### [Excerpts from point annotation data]

___

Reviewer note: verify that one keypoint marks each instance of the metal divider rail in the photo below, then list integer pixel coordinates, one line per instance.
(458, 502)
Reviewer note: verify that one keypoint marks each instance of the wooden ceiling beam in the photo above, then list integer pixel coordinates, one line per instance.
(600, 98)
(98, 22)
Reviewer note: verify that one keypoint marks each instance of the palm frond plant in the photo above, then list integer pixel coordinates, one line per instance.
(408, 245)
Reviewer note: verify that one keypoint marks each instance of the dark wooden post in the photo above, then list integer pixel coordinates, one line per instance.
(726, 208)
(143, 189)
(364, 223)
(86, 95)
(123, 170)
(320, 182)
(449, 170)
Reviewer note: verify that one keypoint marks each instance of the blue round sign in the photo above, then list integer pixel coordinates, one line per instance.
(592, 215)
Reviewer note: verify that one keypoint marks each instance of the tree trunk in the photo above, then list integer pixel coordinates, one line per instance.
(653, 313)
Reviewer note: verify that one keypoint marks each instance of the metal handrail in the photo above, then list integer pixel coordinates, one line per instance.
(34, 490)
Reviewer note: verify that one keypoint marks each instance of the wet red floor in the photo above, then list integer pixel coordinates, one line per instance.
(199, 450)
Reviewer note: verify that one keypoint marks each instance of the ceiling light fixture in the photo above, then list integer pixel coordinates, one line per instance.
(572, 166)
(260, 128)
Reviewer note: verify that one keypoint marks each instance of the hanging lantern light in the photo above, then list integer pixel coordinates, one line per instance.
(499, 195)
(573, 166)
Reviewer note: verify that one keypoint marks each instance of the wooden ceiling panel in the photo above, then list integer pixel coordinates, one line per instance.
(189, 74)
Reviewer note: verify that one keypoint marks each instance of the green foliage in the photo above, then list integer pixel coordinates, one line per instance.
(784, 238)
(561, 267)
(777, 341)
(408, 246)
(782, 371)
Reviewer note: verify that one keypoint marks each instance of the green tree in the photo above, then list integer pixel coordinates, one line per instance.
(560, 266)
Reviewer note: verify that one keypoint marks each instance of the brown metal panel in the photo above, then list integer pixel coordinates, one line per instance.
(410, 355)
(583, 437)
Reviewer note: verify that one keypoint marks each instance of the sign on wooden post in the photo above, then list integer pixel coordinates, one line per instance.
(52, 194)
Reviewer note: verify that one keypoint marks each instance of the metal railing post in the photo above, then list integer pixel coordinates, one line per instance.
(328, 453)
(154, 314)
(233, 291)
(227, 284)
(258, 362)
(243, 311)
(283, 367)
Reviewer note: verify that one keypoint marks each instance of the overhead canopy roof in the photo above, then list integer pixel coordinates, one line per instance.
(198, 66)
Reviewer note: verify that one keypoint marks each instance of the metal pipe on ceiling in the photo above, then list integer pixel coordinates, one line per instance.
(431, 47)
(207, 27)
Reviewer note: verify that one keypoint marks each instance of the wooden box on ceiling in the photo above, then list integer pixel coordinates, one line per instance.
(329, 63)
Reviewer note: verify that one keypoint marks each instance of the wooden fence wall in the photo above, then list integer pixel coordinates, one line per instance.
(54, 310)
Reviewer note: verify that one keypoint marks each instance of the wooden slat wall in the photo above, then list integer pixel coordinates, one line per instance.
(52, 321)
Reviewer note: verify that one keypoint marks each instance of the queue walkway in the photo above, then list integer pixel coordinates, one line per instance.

___

### [WHAT YOU SHOULD DO]
Give back, unchanged, every line from the one with "the metal pipe" to the end of the entries above.

### [TASK RESPONSE]
Reviewer note: verify that one keypoint marks each instance of the metal pipe on ceiling in the photo above, then list integer pixel coordinates, one line per instance.
(431, 47)
(207, 27)
Reviewer note: verify that one keypoint marks each instance of the wooden box on ceiling in the photo above, then list integer pixel coordinates, one line per instance.
(329, 63)
Reviewer note: verify that one keypoint marks each instance of the wooden fence wall in the photo above, then list integer pixel coordinates, one line per instance.
(54, 310)
Reviewer note: verify that one keypoint marks each instance of the wooden slat wall in the photo above, then list integer pixel coordinates, one line per instance.
(52, 321)
Reviewer note: verify that one keypoint marks each instance of the queue walkway in the photo above, then list integer pixel coordinates, one line per instance.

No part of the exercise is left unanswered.